Görev yönergeleri:
- a) Erdoğan'ın röportajını konu alan metne göre Erdoğan röportajı hangi kanala verdi?
- b) Erdoğan'ın röportajını konu alan metindeki "Buna ne yazık ki Alman makamları ses çıkarmıyor." cümlesini İngilizceye çevirin.

Belge:
==================================================

1
Cumhurbaşkanı Recep Tayyip Erdoğan, France 24 kanalına verdiği röportajda “13 maddelik yaptırım bir devleti, devlet olmaktan çıkarma yaptırımıdır. Katar bir devlettir. Asla kabul edilmez” dedi.
Cumhurbaşkanı Recep Tayyip Erdoğan, France 24 kanalına konuştu. Cumhurbaşkanı Erdoğan, G20’ye ev sahipliği yapacak Hamburg’da hoş karşılanmadığına ilişkin soruya, “Bu yaklaşım tarzlarını uluslararası siyasette özellikle de özgürlüklerle noktasında gelişen demokrasi noktasında çok çok üzücü buluyorum. Zira Türkiye Cumhuriyeti’nin yüzde 52 ile halkı tarafından seçilmiş bir Cumhurbaşkanının Almanya’daki Türk soydaşlarıyla bir araya gelmesini engelleme, onlarla bir sohbette bulunmasını engellememek, ona fırsat vermemek Almanya’nın ne kadar özgürlükçü olduğunu göstermesi bakımından çok önemli” dedi.
Cumhurbaşkanı Erdoğan, sadece bununla kalınmadığını belirterek, “Almanya’da başbakanlık önünde açılan bir pankart var. Bu pankartın arkasında bir otomobil. ‘Bu aracı kazanmak istiyorsanız. Bu diktatörleri öldürün.’ Kimdir o diktatörler: ‘Erdoğan, Putin ve Suudi Arabistan Kralı Selman’ Bunlar orada sergilenirken Alman polisi de orada. Alman polisinin gözlerinin önünde böyle bir suça teşvik, şiddete teşvik yapılıyor. Buna ne yazık ki Alman makamları ses çıkarmıyor. Böyle bir şeyi demokrasi ile bağdaştırmıyoruz” ifadelerini kullandı.

==================================================

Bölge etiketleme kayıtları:
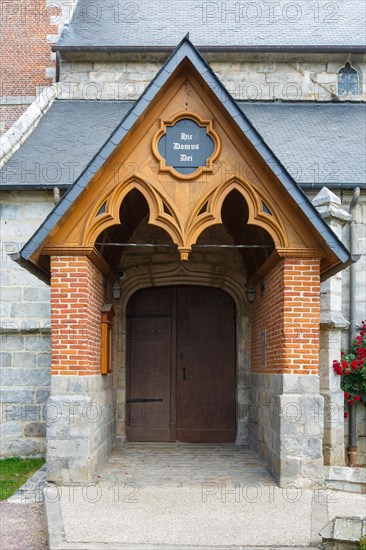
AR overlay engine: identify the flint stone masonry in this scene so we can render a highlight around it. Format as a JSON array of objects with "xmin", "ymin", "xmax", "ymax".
[
  {"xmin": 320, "ymin": 517, "xmax": 366, "ymax": 550},
  {"xmin": 249, "ymin": 374, "xmax": 324, "ymax": 487},
  {"xmin": 47, "ymin": 375, "xmax": 115, "ymax": 483},
  {"xmin": 0, "ymin": 192, "xmax": 53, "ymax": 456},
  {"xmin": 312, "ymin": 187, "xmax": 351, "ymax": 466},
  {"xmin": 60, "ymin": 53, "xmax": 366, "ymax": 101}
]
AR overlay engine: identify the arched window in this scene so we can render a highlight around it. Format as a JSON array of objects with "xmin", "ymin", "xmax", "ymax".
[{"xmin": 338, "ymin": 61, "xmax": 359, "ymax": 95}]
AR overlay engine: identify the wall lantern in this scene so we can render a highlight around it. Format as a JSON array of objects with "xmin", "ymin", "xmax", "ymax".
[
  {"xmin": 245, "ymin": 285, "xmax": 257, "ymax": 304},
  {"xmin": 112, "ymin": 283, "xmax": 121, "ymax": 300},
  {"xmin": 112, "ymin": 271, "xmax": 126, "ymax": 300}
]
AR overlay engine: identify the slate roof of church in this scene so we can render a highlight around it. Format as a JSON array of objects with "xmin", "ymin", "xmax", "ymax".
[
  {"xmin": 55, "ymin": 0, "xmax": 366, "ymax": 51},
  {"xmin": 0, "ymin": 100, "xmax": 366, "ymax": 188},
  {"xmin": 12, "ymin": 37, "xmax": 353, "ymax": 276}
]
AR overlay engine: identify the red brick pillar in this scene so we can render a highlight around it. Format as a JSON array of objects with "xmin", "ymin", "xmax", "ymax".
[
  {"xmin": 47, "ymin": 256, "xmax": 115, "ymax": 482},
  {"xmin": 51, "ymin": 256, "xmax": 104, "ymax": 376},
  {"xmin": 251, "ymin": 258, "xmax": 320, "ymax": 374},
  {"xmin": 249, "ymin": 258, "xmax": 324, "ymax": 487}
]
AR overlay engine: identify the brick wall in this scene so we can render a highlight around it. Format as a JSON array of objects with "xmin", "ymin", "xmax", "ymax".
[
  {"xmin": 0, "ymin": 0, "xmax": 60, "ymax": 133},
  {"xmin": 51, "ymin": 256, "xmax": 104, "ymax": 375},
  {"xmin": 251, "ymin": 259, "xmax": 320, "ymax": 374}
]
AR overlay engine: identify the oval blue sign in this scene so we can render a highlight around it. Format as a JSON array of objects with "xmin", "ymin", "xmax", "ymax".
[{"xmin": 158, "ymin": 118, "xmax": 215, "ymax": 174}]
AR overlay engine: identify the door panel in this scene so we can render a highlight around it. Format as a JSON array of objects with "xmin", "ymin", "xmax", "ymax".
[
  {"xmin": 127, "ymin": 288, "xmax": 172, "ymax": 441},
  {"xmin": 177, "ymin": 287, "xmax": 236, "ymax": 443},
  {"xmin": 127, "ymin": 286, "xmax": 236, "ymax": 442}
]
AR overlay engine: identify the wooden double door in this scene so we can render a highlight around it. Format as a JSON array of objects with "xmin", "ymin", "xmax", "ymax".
[{"xmin": 127, "ymin": 286, "xmax": 236, "ymax": 443}]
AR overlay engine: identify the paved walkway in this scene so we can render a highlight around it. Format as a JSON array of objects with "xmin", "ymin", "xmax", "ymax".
[{"xmin": 39, "ymin": 443, "xmax": 366, "ymax": 550}]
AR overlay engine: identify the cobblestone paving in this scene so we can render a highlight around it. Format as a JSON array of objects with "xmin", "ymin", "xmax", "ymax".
[{"xmin": 98, "ymin": 443, "xmax": 276, "ymax": 486}]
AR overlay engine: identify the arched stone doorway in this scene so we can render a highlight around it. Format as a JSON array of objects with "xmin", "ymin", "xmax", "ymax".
[
  {"xmin": 126, "ymin": 285, "xmax": 236, "ymax": 443},
  {"xmin": 97, "ymin": 190, "xmax": 273, "ymax": 446}
]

==================================================

Alıştırma yanıtları:
- a) France 24 kanalına.

- b) Unfortunately, the German authorities are saying nothing about this.